▶ **Things to do**
• A. Please summarize the article below on moving PDF tables into Excel in two sentences.
• B. In the article below, what should you do if your tool cannot combine a table that spans multiple PDF pages?

═══ Source text

How to Extract Tables from PDF to Excel
2026-02-20
Financial reports, product catalogs, research data, and invoices are often locked inside PDF files. When you need to analyze the numbers, copying tables from a PDF and pasting into Excel usually produces a jumbled mess. Proper PDF to Excel conversion solves this by intelligently detecting table structures and mapping them to spreadsheet cells.
Why Copy-Paste Fails for PDF Tables
PDFs do not store tables the way spreadsheets do. There are no rows, columns, or cells in the PDF format. Instead, text is positioned at exact coordinates on the page, and lines are drawn as separate graphic elements. When you copy and paste, your computer grabs the text in reading order but loses all the column alignment and structure.
How to Convert PDF Tables to Excel
Use Luleit's PDF to Excel converter to open your file in the browser and extract tables into a downloadable .xlsx file. The tool detects table boundaries, maps text into the correct cells, and preserves numeric formatting where possible. Everything processes locally, so your financial data stays on your device.
When OCR Is Needed
If your PDF was created by scanning a paper document, the table exists only as an image. No converter can extract text from an image without OCR (Optical Character Recognition). Run the scanned PDF through an OCR tool first to create a text layer, then convert to Excel. OCR accuracy is generally high for clean, high-resolution scans but drops significantly with poor scan quality or handwritten text.
Tips for Clean Extraction
For best results, use PDFs that were digitally created rather than scanned. Simpler table layouts with consistent column widths convert more accurately than complex nested tables. After conversion, always review the spreadsheet for merged cells, misaligned columns, or numbers that were interpreted as text. A quick formatting pass in Excel can fix most minor issues.
Handling Multi-Page Tables
Tables that span multiple PDF pages are trickier. Some converters treat each page as a separate table, producing fragmented output. Look for tools that detect continued tables across pages and combine them into a single sheet. If your tool does not support this, convert each page separately and then merge the rows manually in Excel.

══════
═══ Data

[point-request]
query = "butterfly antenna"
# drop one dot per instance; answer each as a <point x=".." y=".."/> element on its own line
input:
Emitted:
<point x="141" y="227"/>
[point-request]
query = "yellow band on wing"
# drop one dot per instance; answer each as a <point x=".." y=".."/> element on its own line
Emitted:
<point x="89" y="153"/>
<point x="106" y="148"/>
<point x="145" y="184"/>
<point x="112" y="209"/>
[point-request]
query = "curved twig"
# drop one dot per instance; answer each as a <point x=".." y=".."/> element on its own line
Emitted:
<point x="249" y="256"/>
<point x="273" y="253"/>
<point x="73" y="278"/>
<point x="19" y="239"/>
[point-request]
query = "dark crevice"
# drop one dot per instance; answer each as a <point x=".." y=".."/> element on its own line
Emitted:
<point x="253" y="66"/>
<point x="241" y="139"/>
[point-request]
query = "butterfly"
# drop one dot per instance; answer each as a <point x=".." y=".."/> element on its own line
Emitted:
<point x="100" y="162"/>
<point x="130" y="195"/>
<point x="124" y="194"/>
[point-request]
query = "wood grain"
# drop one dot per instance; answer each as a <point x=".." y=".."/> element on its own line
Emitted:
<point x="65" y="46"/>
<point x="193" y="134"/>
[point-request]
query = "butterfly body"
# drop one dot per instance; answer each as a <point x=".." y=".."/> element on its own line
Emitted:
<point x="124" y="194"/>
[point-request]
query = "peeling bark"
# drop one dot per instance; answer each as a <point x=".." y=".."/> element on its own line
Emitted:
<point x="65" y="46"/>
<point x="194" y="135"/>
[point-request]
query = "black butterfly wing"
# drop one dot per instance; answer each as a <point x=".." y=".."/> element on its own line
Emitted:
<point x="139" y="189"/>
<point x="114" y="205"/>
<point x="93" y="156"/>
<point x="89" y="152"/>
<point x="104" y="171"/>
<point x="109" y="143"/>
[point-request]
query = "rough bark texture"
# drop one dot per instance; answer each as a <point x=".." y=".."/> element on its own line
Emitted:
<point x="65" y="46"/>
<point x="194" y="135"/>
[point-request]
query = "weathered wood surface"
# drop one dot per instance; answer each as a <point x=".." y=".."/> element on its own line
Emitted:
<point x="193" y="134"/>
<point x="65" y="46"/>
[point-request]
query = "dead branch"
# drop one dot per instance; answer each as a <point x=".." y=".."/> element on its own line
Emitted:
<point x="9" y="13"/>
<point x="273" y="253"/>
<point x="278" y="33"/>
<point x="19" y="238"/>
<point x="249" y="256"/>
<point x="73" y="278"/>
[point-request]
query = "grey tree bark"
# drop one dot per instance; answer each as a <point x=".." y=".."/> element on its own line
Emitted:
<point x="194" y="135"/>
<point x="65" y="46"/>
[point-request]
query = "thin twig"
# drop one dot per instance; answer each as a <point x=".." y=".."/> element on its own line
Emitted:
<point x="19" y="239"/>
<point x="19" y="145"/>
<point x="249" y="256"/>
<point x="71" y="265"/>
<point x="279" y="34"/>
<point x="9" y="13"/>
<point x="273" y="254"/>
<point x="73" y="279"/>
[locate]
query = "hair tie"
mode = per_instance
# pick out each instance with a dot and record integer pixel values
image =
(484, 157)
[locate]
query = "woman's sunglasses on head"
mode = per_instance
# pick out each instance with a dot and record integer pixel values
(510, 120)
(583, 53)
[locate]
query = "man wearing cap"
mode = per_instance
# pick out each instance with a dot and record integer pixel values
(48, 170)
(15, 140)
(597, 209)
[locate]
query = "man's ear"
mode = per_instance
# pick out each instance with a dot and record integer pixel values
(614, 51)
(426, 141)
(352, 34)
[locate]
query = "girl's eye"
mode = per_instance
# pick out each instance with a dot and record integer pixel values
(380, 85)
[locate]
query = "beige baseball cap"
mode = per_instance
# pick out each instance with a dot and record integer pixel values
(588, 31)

══════

▶ **Completed exercise**
• A. Copying and pasting a PDF table into Excel usually produces a jumbled mess because PDFs have no rows, columns, or cells and instead position text at exact coordinates on the page. Proper conversion detects table structures and maps them to spreadsheet cells, but scanned PDFs need OCR first, and the resulting spreadsheet should be checked for merged cells, misaligned columns, or numbers interpreted as text.

• B. Convert each page separately, then merge the rows manually in Excel.